___ VORLIEGENDE DATEN ___
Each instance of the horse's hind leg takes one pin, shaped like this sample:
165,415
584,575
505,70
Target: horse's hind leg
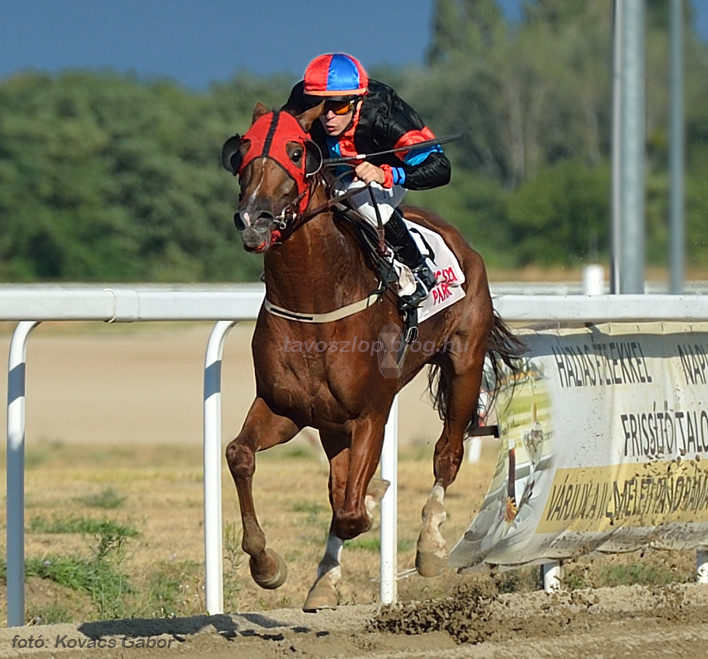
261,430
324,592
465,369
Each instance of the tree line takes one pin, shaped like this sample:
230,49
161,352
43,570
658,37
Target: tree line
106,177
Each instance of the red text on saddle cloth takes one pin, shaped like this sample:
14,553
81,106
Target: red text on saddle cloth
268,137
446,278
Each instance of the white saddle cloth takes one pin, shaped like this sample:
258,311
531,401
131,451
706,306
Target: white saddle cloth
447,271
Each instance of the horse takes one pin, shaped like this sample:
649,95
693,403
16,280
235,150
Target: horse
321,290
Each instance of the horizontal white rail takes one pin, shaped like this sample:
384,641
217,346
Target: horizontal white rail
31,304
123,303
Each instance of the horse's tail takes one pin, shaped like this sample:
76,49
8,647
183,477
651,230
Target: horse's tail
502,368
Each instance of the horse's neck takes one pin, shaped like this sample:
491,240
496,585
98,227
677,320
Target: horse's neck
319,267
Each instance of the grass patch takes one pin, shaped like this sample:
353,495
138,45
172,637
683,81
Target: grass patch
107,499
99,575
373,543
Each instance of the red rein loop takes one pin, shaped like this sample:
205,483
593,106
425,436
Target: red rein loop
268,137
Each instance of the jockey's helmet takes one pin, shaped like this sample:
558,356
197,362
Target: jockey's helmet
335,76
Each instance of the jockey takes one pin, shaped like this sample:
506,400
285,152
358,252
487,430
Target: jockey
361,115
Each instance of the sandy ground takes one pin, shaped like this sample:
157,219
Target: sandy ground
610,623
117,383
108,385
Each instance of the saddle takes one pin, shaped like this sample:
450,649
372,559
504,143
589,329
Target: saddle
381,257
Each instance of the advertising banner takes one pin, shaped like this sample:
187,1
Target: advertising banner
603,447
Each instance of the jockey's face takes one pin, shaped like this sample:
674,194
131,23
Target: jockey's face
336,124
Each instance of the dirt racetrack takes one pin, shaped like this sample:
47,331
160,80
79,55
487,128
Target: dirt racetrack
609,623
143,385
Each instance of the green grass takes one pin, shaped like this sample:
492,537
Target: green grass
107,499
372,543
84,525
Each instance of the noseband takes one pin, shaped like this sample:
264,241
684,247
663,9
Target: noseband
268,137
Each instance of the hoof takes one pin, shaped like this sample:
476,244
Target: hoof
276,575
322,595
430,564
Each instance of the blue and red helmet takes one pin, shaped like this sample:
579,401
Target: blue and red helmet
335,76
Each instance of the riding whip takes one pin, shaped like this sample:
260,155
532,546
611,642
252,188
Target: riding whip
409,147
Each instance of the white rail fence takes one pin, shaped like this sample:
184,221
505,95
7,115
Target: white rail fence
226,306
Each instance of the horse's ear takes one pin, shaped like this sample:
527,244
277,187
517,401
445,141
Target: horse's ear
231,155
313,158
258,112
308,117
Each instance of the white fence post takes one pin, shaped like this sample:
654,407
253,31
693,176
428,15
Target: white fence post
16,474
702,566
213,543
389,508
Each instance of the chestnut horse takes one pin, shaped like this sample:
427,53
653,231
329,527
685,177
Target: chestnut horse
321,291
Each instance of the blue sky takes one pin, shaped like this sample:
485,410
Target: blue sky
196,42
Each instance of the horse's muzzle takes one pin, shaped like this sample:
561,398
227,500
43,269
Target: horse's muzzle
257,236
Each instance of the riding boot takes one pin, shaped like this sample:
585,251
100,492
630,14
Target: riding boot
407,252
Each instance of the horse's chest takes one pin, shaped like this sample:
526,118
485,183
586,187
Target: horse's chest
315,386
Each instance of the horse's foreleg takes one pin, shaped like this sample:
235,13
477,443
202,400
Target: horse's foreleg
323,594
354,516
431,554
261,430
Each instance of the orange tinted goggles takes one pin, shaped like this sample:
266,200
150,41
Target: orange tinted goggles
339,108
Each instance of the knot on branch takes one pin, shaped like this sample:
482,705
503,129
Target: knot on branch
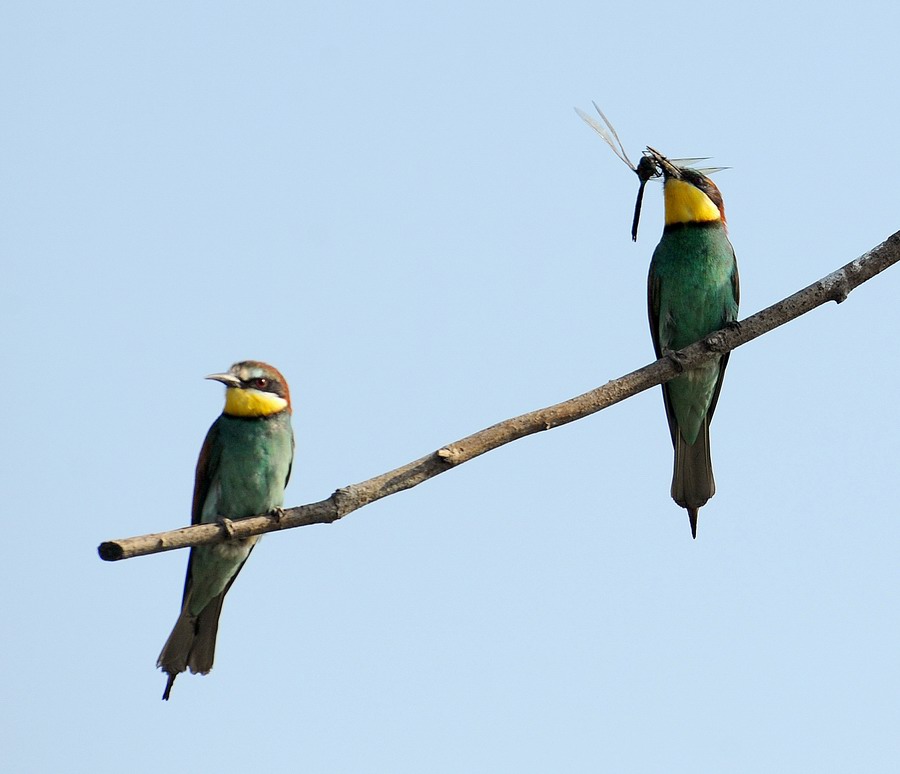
___
▸ AUFGABENSTELLUNG
Gib den Abschnitt, der mit der Zeile beginnt, die „Each instance of the knot“ enthält, und bis zum Ende der Zeilen reicht, als nummerierte Liste ohne Leerzeilen wieder. Lass die Bilder dabei weg.

▸ LÖSUNG
1. Each instance of the knot on branch takes one pin, shaped like this sample:
2. 482,705
3. 503,129
4. Target: knot on branch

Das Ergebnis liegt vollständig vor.